Knowledge Distillation
DistillationTraining a smaller "student" model to mimic the outputs of a larger "teacher" so you get most of the quality at a fraction of the cost.
In one line
Train a small model to match the outputs (or intermediate representations) of a big model on the same inputs.
What it actually means
You run a teacher model on your training data and record its soft outputs — the full probability distribution, not just the top-1 label. The student is then trained to match that distribution, usually with a temperature-softened cross-entropy loss, sometimes combined with the original hard-label loss. The soft targets carry more signal than one-hot labels: if the teacher says “60% cat, 35% lynx, 5% dog”, the student learns that cats look like lynxes, which is a fact a one-hot label destroys.
Why it matters
A distilled model runs faster, costs less to serve, and fits on smaller hardware. DistilBERT, TinyBERT, and a long list of production models are distilled from larger teachers. In the LLM era, distillation is how you bake the behavior of a huge frontier model into a 7B open model you can actually afford to host.
Example
# teacher: huge model, eval mode
# student: small model being trained
loss = alpha * KL(softmax(student_logits / T), softmax(teacher_logits / T)) * T**2 \
+ (1 - alpha) * cross_entropy(student_logits, labels)
You’ll hear it when
- Shrinking a model for production serving.
- Training an on-device or edge model.
- Discussing “synthetic data” pipelines from a big model to a small one.
- Comparing distillation vs quantization vs pruning.

_TASK STATEMENT_
Reproduce everything in the knowledge distillation entry from "You’ll hear it" down to "a small one.", without any changes.

_EXERCISE DATA_
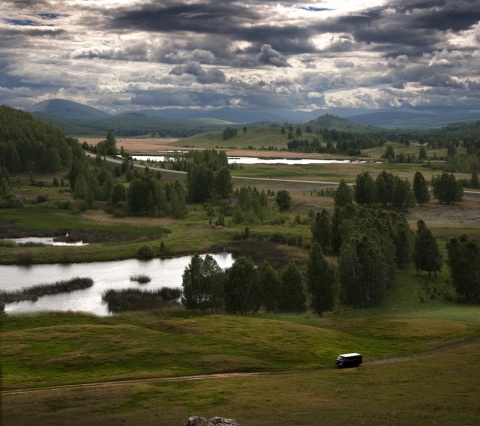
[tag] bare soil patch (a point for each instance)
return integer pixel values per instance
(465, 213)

==

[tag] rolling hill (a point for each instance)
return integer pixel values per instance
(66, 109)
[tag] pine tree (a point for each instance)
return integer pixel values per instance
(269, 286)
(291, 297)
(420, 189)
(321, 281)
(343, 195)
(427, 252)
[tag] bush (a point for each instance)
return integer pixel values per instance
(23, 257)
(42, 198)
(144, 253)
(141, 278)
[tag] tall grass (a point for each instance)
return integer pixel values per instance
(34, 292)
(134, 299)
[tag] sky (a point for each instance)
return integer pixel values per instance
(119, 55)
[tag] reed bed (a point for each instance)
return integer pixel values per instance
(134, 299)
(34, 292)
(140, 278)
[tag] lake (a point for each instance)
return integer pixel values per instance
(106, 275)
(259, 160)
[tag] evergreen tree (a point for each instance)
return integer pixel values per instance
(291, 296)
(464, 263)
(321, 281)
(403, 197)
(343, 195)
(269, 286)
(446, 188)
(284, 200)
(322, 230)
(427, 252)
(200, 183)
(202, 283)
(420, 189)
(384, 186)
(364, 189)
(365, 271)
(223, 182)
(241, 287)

_WRITTEN REPLY_
You’ll hear it when
- Shrinking a model for production serving.
- Training an on-device or edge model.
- Discussing “synthetic data” pipelines from a big model to a small one.